*Supplied records:*
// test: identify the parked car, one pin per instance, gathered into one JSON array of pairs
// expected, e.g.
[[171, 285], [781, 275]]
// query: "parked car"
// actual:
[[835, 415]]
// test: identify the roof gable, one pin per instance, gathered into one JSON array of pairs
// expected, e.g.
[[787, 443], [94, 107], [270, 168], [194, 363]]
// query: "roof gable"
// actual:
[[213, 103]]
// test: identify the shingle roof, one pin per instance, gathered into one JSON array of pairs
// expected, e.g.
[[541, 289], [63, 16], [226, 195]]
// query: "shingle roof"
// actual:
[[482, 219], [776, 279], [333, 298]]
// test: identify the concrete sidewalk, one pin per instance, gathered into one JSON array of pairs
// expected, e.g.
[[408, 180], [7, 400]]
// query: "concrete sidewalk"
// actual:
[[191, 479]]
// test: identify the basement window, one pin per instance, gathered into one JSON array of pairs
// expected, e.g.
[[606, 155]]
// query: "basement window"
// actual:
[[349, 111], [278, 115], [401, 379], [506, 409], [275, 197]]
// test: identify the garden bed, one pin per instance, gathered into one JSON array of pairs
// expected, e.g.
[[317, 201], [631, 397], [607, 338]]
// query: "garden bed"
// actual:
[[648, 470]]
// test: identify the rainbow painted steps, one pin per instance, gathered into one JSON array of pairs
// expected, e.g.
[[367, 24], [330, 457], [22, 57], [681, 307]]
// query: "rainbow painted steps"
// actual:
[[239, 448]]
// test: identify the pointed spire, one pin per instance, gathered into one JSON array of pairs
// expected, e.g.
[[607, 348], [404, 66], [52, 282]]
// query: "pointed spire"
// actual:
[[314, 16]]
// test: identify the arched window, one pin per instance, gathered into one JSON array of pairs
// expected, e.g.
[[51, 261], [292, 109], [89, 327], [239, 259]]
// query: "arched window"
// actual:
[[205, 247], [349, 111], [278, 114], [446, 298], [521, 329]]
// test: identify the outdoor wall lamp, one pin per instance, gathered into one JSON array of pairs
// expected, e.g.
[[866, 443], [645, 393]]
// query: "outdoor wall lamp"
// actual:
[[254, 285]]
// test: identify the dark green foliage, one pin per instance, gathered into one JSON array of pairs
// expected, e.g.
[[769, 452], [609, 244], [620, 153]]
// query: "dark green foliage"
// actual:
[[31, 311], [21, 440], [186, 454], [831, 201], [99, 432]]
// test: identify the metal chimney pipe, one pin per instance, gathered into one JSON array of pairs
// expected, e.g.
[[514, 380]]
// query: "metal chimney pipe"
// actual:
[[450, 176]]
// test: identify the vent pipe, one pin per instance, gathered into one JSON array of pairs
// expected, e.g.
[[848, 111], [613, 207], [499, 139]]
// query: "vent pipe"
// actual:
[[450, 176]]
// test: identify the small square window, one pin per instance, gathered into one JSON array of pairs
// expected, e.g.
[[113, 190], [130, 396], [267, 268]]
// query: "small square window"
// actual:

*Task statement:*
Can you rewrite all the records above so that every "one pin per instance" becomes "one point per instance", with nothing else changed?

*Exercise solution:*
// test: identify the parked car, one point per instance, gathered into one JSON array of pairs
// expected, e.g.
[[171, 285], [781, 275]]
// query: "parked car"
// actual:
[[835, 415]]
// test: identify the roof gable, one point per instance, gathered into one JSON array of pairs
// expected, e.g.
[[787, 443], [94, 107], [270, 168], [194, 363]]
// query: "roof gable"
// actual:
[[213, 103]]
// test: identify the shingle roof, one point per instance, gathered into one JSON array of pairs
// expected, e.g.
[[541, 289], [63, 16], [226, 195]]
// query: "shingle roof"
// actual:
[[482, 219], [776, 279], [333, 298]]
// test: identify the concrete sidewalk, one point per instance, gathered into one JSON array of pairs
// expected, e.g.
[[408, 180], [7, 400]]
// query: "concrete sidewalk"
// actual:
[[191, 479]]
// test: identify the basement window, one point per instance, gathered into one JSON array of pairs
// expected, e.g.
[[606, 155]]
// query: "basement window"
// actual:
[[349, 111], [278, 115], [401, 379], [506, 409], [275, 197]]
// test: identify the garden bed, one point per instance, gathered into one JSON array of pairs
// expected, e.g.
[[317, 201], [631, 397], [607, 338]]
// query: "garden bed"
// actual:
[[648, 470]]
// test: identify the rainbow painted steps, one point per instance, gathered into one JSON array of pairs
// expected, e.g.
[[367, 24], [330, 457], [22, 57], [681, 307]]
// query: "rainbow painted steps"
// actual:
[[239, 448]]
// test: identify the pointed spire, one point per instance, gathered into one JSON array of pairs
// expected, e.g.
[[607, 348], [404, 66], [52, 282]]
// query: "pointed spire"
// actual:
[[314, 16]]
// test: identify the arched window, one point per instance, gathered into one JSON array of pairs
// expected, e.g.
[[51, 261], [292, 109], [89, 327], [239, 259]]
// query: "arched window"
// actual:
[[205, 247], [349, 111], [278, 114], [446, 298], [521, 329]]
// test: identify the outdoor wall lamp, one point per instance, gathered into one JSON array of pairs
// expected, e.g.
[[866, 443], [645, 393]]
// query: "outdoor wall lamp"
// actual:
[[254, 285]]
// test: identify the dark green foliage, one point per instance, gathered into one JSON array of pairs
// expected, e.g.
[[769, 452], [609, 244], [620, 153]]
// query: "dark green foliage"
// actual:
[[31, 311], [21, 440], [186, 454], [831, 201], [99, 432]]
// test: identify the metal chimney pipe, one point per instance, gathered into one JSON array of pairs
// expected, e.g.
[[514, 380]]
// query: "metal chimney pipe"
// actual:
[[450, 176]]
// test: identify the vent pipe, one point per instance, gathered into one JSON array of pairs
// expected, e.g.
[[848, 111], [613, 207], [499, 139]]
// query: "vent pipe"
// actual:
[[450, 176]]
// test: identify the small square window, one point per instance, gathered into one JSON array of pairs
// expected, e.g.
[[113, 190], [130, 396], [267, 268]]
// query: "small square window"
// actual:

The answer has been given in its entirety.